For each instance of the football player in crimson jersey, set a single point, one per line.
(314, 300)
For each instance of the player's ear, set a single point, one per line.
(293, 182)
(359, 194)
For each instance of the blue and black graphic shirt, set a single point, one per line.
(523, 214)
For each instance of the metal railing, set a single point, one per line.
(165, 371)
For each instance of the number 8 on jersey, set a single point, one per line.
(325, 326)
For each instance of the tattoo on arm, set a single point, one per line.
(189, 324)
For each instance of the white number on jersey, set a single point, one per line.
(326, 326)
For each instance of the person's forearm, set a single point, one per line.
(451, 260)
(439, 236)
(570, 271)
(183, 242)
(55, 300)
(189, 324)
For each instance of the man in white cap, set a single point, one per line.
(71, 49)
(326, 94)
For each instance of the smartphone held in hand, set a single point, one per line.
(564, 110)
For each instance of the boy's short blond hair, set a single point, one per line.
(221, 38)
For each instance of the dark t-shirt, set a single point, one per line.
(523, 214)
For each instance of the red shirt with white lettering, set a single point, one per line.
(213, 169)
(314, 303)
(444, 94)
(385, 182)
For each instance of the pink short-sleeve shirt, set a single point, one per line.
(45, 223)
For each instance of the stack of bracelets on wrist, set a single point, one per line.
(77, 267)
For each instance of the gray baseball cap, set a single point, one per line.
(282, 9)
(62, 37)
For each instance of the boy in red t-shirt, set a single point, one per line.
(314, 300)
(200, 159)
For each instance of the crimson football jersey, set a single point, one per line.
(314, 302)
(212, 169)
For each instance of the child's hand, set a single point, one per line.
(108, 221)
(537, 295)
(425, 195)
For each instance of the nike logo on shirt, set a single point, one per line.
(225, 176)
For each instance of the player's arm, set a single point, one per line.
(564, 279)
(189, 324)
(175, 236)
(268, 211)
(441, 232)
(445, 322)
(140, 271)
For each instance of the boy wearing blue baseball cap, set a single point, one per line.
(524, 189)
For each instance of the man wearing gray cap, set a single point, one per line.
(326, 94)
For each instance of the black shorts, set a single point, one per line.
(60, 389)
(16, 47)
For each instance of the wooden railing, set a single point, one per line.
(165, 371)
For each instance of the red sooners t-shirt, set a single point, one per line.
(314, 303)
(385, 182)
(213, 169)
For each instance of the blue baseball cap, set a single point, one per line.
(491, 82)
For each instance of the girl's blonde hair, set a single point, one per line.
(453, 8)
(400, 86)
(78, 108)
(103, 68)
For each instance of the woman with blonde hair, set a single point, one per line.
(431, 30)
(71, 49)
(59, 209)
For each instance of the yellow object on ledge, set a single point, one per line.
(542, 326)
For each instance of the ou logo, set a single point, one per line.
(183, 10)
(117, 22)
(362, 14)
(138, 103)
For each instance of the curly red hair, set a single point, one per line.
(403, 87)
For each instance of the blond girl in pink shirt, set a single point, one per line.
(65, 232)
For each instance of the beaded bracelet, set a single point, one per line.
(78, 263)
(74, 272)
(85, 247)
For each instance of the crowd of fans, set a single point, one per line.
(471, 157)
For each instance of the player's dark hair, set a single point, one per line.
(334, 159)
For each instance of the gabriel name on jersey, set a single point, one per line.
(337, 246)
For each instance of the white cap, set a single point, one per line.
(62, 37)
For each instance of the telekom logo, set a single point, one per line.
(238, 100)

Instructions for the task:
Go through the data and return every record exactly.

Result below:
For each instance of the football player in crimson jersey, set a single point, one per line.
(314, 300)
For each instance of the player's ear, set a single point, one per line.
(293, 182)
(359, 194)
For each instance of the blue and black graphic shirt, set a single point, one per line.
(523, 214)
For each instance of the metal railing, set a single point, one per line.
(165, 371)
For each instance of the number 8 on jersey, set a single point, one per line.
(325, 326)
For each instance of the tattoo on arm, set a single point, one per line.
(189, 324)
For each instance of the white number on jersey, set a single point, one per line.
(326, 326)
For each instance of the person's forearm, set a single point, one per line.
(451, 260)
(439, 236)
(570, 271)
(183, 242)
(55, 300)
(189, 324)
For each instance of the man in white cap, set a single point, one per line.
(71, 49)
(326, 94)
For each instance of the smartphone held in hand, set a single point, one per line.
(564, 110)
For each instance of the boy's short blond hair, set a single point, one per line.
(221, 38)
For each instance of the dark t-shirt, set a single point, one per line.
(523, 214)
For each instance of the red shirt with white lettering, set a single point, one per line.
(213, 169)
(314, 303)
(444, 94)
(385, 182)
For each instance of the pink short-sleeve shirt, set a single point, one per line.
(45, 223)
For each instance of the stack of bracelets on wrist, set a single point, one per line.
(77, 267)
For each instance of the gray baseball cap, set a single point, one per line.
(282, 9)
(62, 37)
For each instance of the boy in red t-shirt, set a single point, one per line.
(314, 300)
(200, 159)
For each instance of the crimson football jersey, set a single point, one per line.
(314, 302)
(212, 169)
For each instance of the child's hand, set a single point, one per line.
(108, 221)
(537, 295)
(425, 195)
For each instance of the nike logo on shirt, set a single point, one per line.
(225, 176)
For each instance of the player's arm, set a single point, one per line.
(564, 279)
(189, 324)
(175, 236)
(268, 211)
(441, 232)
(445, 322)
(140, 271)
For each instance of the boy wearing blue baseball cap, set a single point, one per line.
(524, 189)
For each instance of the man wearing gray cap, set a single point, one per line.
(326, 94)
For each instance of the black shorts, set a single point, one per line.
(60, 389)
(16, 47)
For each instance of the wooden railing, set a single point, one per line.
(165, 371)
For each instance of the red sooners t-shirt, set a single point, one per line.
(314, 303)
(385, 182)
(213, 169)
For each instance of the blue baseball cap, set a single point, one per line.
(491, 82)
For each instance of the girl's blonde hair, set a single point, one per line.
(453, 8)
(400, 86)
(78, 108)
(103, 68)
For each instance of the woman with blonde hair, set a single point, one per line.
(431, 30)
(71, 49)
(59, 209)
For each instance of the yellow object on ledge, set a single point, one per line.
(542, 326)
For each instance of the ou logo, set a single point, one per line.
(183, 10)
(117, 22)
(362, 14)
(138, 103)
For each instance of the curly red hair, set a single point, one per line.
(403, 87)
For each instance of the blond girl in pink shirt, set a single point, one per line.
(65, 232)
For each instance of the beaded bracelet, set a single point, one per line.
(78, 263)
(74, 272)
(85, 247)
For each instance of the crowd of fans, set a single point, one per line.
(471, 157)
For each instance of the player's dark hair, set a single point, one per line.
(334, 159)
For each instance of the gabriel name on jersey, set a single point, one per line.
(337, 246)
For each instance of the white cap, set a single point, one per line.
(62, 37)
For each instance of the telekom logo, set a single point, one per line.
(238, 100)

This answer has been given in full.